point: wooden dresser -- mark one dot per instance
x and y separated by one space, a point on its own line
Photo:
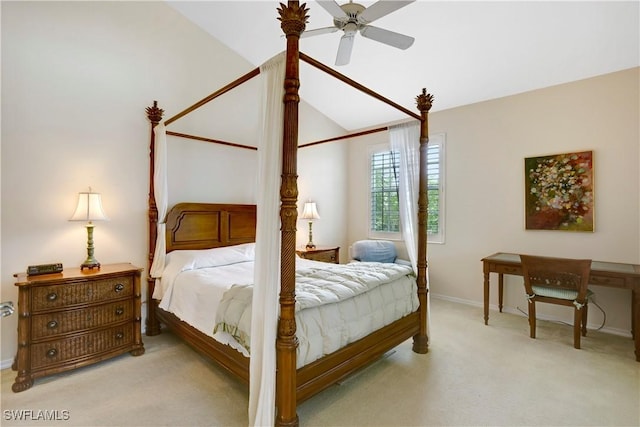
75 318
321 254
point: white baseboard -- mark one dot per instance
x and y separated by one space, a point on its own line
510 310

───

*Given exercise*
Omit all pictures while transcribing the entries verbatim.

*Output of the exercise*
point: wooden dresser -- mark one dot per instance
x and y separated by one space, a point on its own line
Photo:
75 318
321 254
point: white baseboard -- mark one dot per instance
x and y separated by one space, a point on its own line
510 310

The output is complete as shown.